═════ Data for review

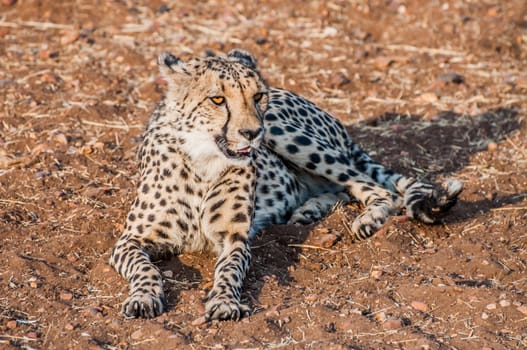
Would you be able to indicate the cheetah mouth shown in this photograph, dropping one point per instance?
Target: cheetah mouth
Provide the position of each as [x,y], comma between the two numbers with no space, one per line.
[239,153]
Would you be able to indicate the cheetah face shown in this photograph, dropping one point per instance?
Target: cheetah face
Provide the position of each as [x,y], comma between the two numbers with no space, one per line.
[221,100]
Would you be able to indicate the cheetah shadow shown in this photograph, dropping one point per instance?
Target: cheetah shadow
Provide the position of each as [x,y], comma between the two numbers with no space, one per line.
[430,149]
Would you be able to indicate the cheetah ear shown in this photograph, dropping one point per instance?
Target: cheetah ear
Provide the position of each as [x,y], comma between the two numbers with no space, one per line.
[168,64]
[243,57]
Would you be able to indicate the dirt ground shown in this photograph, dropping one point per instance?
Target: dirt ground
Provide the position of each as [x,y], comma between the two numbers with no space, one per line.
[433,89]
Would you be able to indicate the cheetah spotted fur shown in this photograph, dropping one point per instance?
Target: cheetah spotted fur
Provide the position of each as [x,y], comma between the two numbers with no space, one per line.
[223,156]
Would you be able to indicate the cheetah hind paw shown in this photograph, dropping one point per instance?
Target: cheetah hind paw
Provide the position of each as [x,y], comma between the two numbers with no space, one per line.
[223,308]
[144,305]
[431,202]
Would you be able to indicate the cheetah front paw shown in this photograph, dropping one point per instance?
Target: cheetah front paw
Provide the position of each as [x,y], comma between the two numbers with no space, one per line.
[369,222]
[428,203]
[145,305]
[224,308]
[305,217]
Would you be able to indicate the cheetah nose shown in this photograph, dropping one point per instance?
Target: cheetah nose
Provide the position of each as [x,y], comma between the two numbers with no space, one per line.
[250,134]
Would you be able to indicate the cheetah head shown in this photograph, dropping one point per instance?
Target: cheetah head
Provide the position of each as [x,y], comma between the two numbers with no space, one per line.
[219,101]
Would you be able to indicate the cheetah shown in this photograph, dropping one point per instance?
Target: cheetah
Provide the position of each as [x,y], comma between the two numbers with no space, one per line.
[223,156]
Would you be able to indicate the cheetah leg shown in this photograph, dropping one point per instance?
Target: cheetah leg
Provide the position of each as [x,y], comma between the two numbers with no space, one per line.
[226,220]
[316,208]
[224,298]
[146,298]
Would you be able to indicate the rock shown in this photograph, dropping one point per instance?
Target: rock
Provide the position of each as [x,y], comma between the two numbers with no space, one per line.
[522,309]
[138,334]
[491,306]
[32,335]
[199,321]
[451,77]
[49,78]
[69,37]
[382,63]
[380,317]
[326,240]
[338,80]
[505,303]
[311,298]
[66,296]
[115,324]
[492,146]
[427,97]
[346,325]
[392,324]
[60,138]
[419,306]
[376,274]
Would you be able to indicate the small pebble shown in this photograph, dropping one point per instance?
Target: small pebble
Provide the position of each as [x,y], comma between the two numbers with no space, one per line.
[69,37]
[311,298]
[451,77]
[380,316]
[522,309]
[491,306]
[427,97]
[136,335]
[115,324]
[66,296]
[419,306]
[199,321]
[492,146]
[505,303]
[338,80]
[168,273]
[376,274]
[392,324]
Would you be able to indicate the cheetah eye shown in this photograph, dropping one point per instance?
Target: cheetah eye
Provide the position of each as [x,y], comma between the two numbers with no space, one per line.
[257,97]
[218,100]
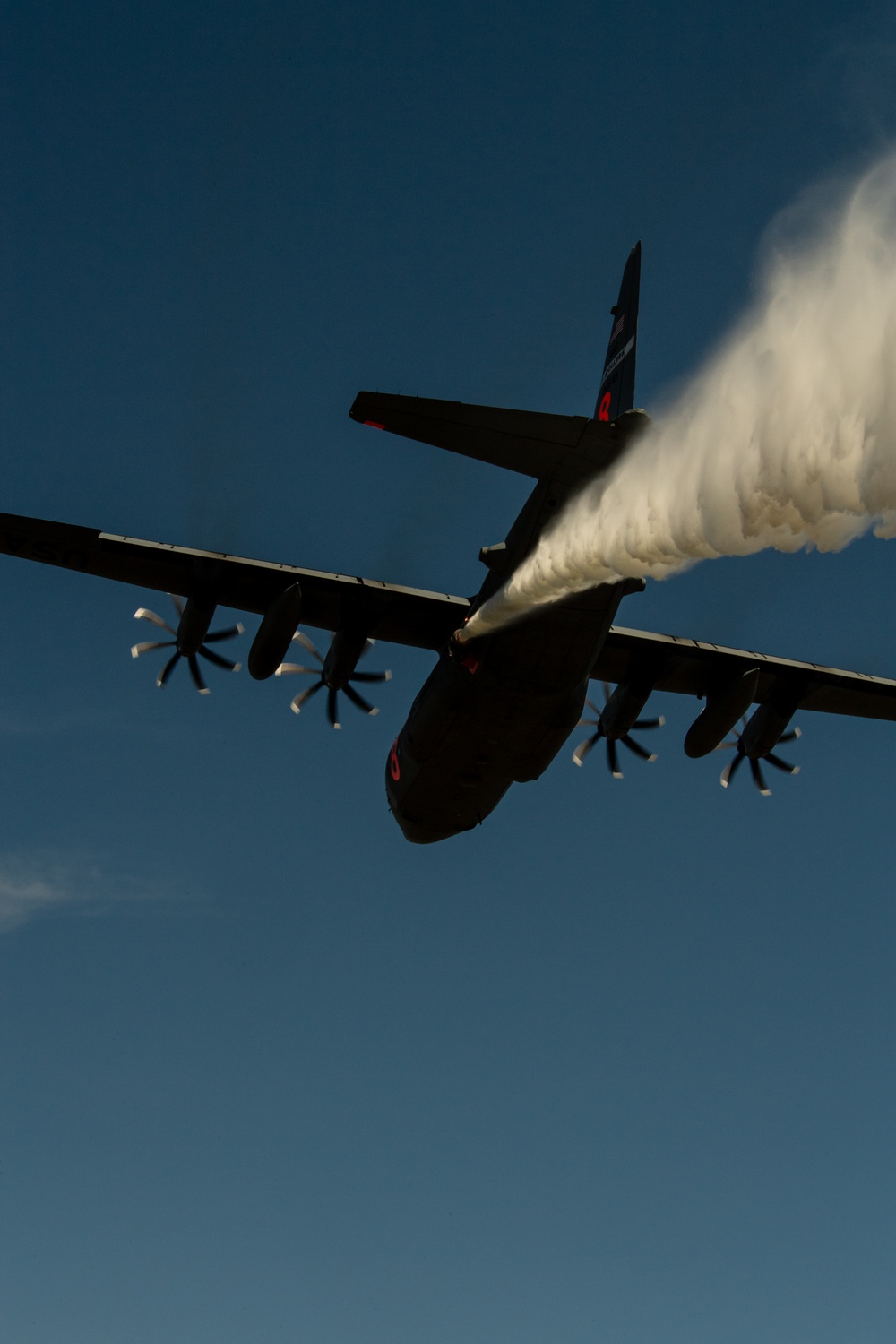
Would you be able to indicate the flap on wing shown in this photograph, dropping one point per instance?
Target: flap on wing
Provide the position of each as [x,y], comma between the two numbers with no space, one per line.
[568,448]
[330,601]
[691,668]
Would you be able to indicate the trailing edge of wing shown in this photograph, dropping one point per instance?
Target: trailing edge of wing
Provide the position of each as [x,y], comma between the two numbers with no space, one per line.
[691,668]
[563,448]
[330,601]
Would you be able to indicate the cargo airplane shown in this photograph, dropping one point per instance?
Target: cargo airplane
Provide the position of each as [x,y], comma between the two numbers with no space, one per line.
[495,710]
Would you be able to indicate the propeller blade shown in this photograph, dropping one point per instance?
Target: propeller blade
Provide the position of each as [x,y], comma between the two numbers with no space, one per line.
[728,773]
[638,750]
[230,633]
[136,650]
[360,702]
[582,750]
[298,701]
[217,659]
[196,675]
[168,668]
[780,765]
[306,644]
[145,615]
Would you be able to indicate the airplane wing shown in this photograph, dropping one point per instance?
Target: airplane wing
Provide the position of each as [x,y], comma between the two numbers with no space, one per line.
[330,601]
[419,618]
[692,668]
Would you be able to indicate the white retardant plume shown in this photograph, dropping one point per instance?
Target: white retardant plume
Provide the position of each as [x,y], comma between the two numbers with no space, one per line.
[786,438]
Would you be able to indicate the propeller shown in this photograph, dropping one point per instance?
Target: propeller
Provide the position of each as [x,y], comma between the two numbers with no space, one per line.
[613,757]
[190,639]
[325,680]
[755,769]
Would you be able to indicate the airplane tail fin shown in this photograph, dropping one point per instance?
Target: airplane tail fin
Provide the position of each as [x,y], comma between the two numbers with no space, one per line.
[616,383]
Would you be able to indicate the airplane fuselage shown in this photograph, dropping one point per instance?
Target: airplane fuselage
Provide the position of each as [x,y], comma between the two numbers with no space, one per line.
[497,710]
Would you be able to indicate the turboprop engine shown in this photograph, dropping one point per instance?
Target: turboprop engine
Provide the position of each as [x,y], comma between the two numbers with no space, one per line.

══════════

What the task requires: Scan the lines above for "Target: cheetah shadow" and for "Target: cheetah ear". Repeat exactly the line holding each of them and every line in between.

Answer space:
Target: cheetah shadow
Provide the position of each as [x,y], comma between the two numbers with no space, one per line.
[430,149]
Would you be able to indicate the cheetah ear shown in this photograph, dropping one point per instance?
Target: cheetah ear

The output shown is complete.